Quant à la prière finale, elle transcende le sentiment de culpabilité collectif (et individuel) en l’inscrivant dans l’opposition théologique entre l’homme jugé selon ce qu’il est par lui-même (et selon ses œuvres donc) et le chrétien justifié par le don incompréhensible et gracieux de la Foi :
Tu fais pourtant un choix d’enfant ou d’ennemis ;
Et ce choix est celui que ta grâce y a mis (1279)
Le partage entre « loups et agneaux » peut alors s’opérer ; reconnaissance du mystère de la prédestination : toute la prière oppose « Nous » à « Ils » : un « nous » qui n’est plus la communauté nationale du début mais le corps mystique des Elus : non plus identité historique mais connue de Dieu de toute éternité.
Ainsi le regard est-il changé : ce n’est plus un tableau de choses vues mais l’appréhension par la prière de l’invisible : incantation où dans la langue de Canaan (hébraïsmes, tissu de citations) la prière impose d’abord l’écoute d’une langue étrangère qui va permettre de « voir » le sens.
La perspective est donc renversée : au départ, la vision d’un corps meurtri et divisé, d’où naît la voix, le cri, la parole de celui qui lui aussi participe à la tragédie. À l’arrivée, le recours à la lumière céleste fait taire cette voix et le discours fait place au chant qui seul peut appréhender l’invisible, et c’est le chant qui conduit à la vision spirituelle.
Résumant tout le trajet des Tragiques, Misères raconte une démarche initiatique : d’abord égaré, l’homme est guidé vers Dieu : d’une parole inarticulée où la logique ne peut être représentée, le cri de souffrance, le sens toujours susceptible d’être retourné, à une parole ineffable.
En même temps le drame familial se résout : passage de la mère au Père : Jacob, fils de Dieu, non Esaü : l’identité acquise selon la chair s’oppose à l’identité reçue de Dieu (cf. l’archétype père/mère : le père juge ses enfants, ma mère les reconnaît pour siens) La légitimité vient de la conformité au modèle paternel. Egaré dans le face à face avec la mère, (le tableau du royaume), le poète découvre son identité dans la prière adressée au Père éternel : du prénom usuel souvenir de l’aegre partus, à la filiation céleste impliquée par le premier prénom : Théodore, Dieu donné ; de l’immanence à la transcendance, de l’éloquence au saint cantique.

# [Consigne]
Traduisez en anglais la phrase suivante du commentaire sur Les Tragiques : « La perspective est donc renversée : au départ, la vision d'un corps meurtri et divisé, d'où naît la voix, le cri, la parole de celui qui lui aussi participe à la tragédie. »

# [Données extraites]

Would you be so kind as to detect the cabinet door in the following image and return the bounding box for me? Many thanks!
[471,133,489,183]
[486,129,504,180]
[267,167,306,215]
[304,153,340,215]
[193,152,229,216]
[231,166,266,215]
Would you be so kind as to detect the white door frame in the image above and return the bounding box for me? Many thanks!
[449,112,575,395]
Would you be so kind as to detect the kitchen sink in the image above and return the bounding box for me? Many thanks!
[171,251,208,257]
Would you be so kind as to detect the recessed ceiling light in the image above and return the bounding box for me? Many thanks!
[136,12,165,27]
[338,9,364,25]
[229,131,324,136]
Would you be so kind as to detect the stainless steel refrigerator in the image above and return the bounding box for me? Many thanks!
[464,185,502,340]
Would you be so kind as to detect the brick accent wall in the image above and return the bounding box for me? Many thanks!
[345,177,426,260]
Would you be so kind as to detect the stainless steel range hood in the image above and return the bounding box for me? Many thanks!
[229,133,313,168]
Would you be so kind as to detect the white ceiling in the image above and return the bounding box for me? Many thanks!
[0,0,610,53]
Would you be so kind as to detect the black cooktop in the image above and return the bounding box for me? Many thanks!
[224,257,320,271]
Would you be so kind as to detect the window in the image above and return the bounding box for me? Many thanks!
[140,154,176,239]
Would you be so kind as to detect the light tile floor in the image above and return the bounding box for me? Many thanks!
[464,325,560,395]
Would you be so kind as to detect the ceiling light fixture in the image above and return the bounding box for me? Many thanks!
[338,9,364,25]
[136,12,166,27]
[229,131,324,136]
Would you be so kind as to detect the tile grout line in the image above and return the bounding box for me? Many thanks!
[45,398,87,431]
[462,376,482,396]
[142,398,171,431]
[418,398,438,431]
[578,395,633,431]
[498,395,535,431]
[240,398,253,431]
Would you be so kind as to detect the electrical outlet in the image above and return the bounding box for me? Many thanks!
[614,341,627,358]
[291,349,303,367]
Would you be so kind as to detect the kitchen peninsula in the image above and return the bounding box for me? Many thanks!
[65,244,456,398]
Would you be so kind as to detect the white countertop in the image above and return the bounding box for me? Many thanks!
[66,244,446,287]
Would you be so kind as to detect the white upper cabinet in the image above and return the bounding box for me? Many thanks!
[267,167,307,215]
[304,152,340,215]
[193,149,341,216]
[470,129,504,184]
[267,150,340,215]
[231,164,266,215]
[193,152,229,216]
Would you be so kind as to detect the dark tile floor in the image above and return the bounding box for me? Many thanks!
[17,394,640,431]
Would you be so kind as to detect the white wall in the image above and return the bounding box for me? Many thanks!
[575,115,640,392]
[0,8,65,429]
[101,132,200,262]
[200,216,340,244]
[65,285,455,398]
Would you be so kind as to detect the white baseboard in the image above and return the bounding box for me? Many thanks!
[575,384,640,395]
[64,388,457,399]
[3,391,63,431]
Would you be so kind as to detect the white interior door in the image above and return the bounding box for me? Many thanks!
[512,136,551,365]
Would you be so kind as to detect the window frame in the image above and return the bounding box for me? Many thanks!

# [Réponse]
The perspective is thus reversed: at the outset, the vision of a bruised and divided body, from which arise the voice, the cry, the speech of one who also takes part in the tragedy.